**Short task 1:** In the World Cup ticketing article, rewrite the passage from "Scale: The Defining" to "the marketplace dramatically.", swapping "stadiums" for "venues".
**Short task 2:** According to the World Cup ticketing article, who moderated "The Countdown to the World Cup" panel?
**Short task 3:** Pick up the World Cup ticketing article after its last sentence and keep writing.

Understanding the High-Stakes Marketplace Taking Shape Around the 2026 FIFA World Cup
The 2026 FIFA World Cup is still more than a year away, but for ticketing professionals, the outlines of one of the most…

The 2026 FIFA World Cup is still more than a year away, but for ticketing professionals, the outlines of one of the most expansive and dynamic event marketplaces ever staged in North America are already taking shape. As the tournament approaches, industry leaders are beginning to assess a landscape defined by massive scale, international demand, and a host of operational variables that will influence how the market develops.
That landscape was the focus of “The Countdown to the World Cup,” a panel at the Coalition for Ticket Fairness conference featuring executives from across the global ticketing and resale sector. Moderated by Scot Tobias of Worldwide Tickets, the discussion included Alex Berni (Gigsberg), Peter Savovsky (Ticombo), Tomas Mesa (HelloTickets), and Mark Leib (Jorae Entertainment).
Collectively, they described the 2026 World Cup as a uniquely global ticketing ecosystem—one poised to create major opportunities for brokers, platforms, travel sellers, and ancillary providers, while also challenging the industry to navigate a tournament spread across three countries, dozens of venues, and an unprecedented volume of matches.
Scale: The Defining Variable
The most consistent theme across the panel was scale. With more host cities, more stadiums, and more matches than the 2022 tournament in Qatar, the 2026 World Cup will expand the marketplace dramatically.
Berni noted that the market remains far from fully formed. “There are still 3.5 million tickets that haven’t been processed yet, which will be released in waves,” he said—an illustration of just how much inventory is still to come. That dynamic will keep pricing fluid longer than many global events, as new rounds of supply continuously reshape buyer expectations.
The tournament’s size, panelists agreed, will influence not only fan behavior but the operational realities facing sellers, intermediaries, and marketplaces. More inventory across a wider geography means more variables, more segmentation, and more complexity.

**Given material:**
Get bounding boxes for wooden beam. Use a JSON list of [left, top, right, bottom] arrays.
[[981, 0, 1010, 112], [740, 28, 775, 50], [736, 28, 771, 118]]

**Reply 1:**
Scale: The Defining Variable
The most consistent theme across the panel was scale. With more host cities, more venues, and more matches than the 2022 tournament in Qatar, the 2026 World Cup will expand the marketplace dramatically.

**Reply 2:** Scot Tobias of Worldwide Tickets.

**Reply 3:**
A Tiered Pricing Environment
Because of the staggered release of inventory and the diversity of host cities, panelists said the 2026 marketplace is unlikely to behave like a uniform, single-direction market. Instead, it will split into tiers. Premium cities—particularly New York and Miami—were repeatedly cited as markets expected to hold strong value, especially for knockout matches and games involving top global teams.
At the same time, several speakers predicted that some middle‑tier group‑stage matches could soften as more tickets become available and buyers gain clarity on seating locations. As Berni put it: “Certain games will hold their value … but there are some that will take a wobble when more supply hits the market.”
This blend of premium pressure and broader price discovery is what makes the 2026 event commercially unique. It offers both obvious high‑demand opportunities and less predictable pockets of upside tied to fan mobility, diaspora strength, and team progress.
The Fan Bases That Could Move the Market
Asked which countries and stars would drive the strongest pricing, panelists pointed first to traditional global heavyweights: Brazil, Argentina, England, France, Portugal, Mexico, and the United States. The sheer size of their traveling fan bases—and the cultural centrality of the World Cup—make them reliable demand drivers.
Argentina and Portugal, in particular, were tied to the potential final World Cup appearances of Lionel Messi and Cristiano Ronaldo, adding what several speakers described as “once‑in‑a‑lifetime premium power.” “If Messi makes it to the finals, it will go to another level,” Leib said.
England was singled out as perhaps the most combustible late‑stage demand story. “The airlines won’t have enough planes to bring the English over if they make it to the finals,” Leib quipped, illustrating how quickly international demand could escalate.
Mesa similarly highlighted England and Argentina as likely leaders in final‑round pricing but noted that Mexico could upend expectations if it were to make an unusually deep run—particularly given the strength of Mexican support across North American host cities.
The panel also identified a second tier of countries capable of outperforming expectations in the resale market: Scotland, Senegal, Morocco, Turkey, Ireland, Uruguay, and Italy (if it qualifies). In many cases, this upside stems less from title odds than from passionate traveling fan bases and strong diaspora communities in U.S. metro areas.
This layering of global demand, diaspora effects, and team-specific fan behavior led several speakers to suggest that the 2026 World Cup will operate less like a single marketplace and more like a constellation of international micro‑markets, each moving according to its own logic.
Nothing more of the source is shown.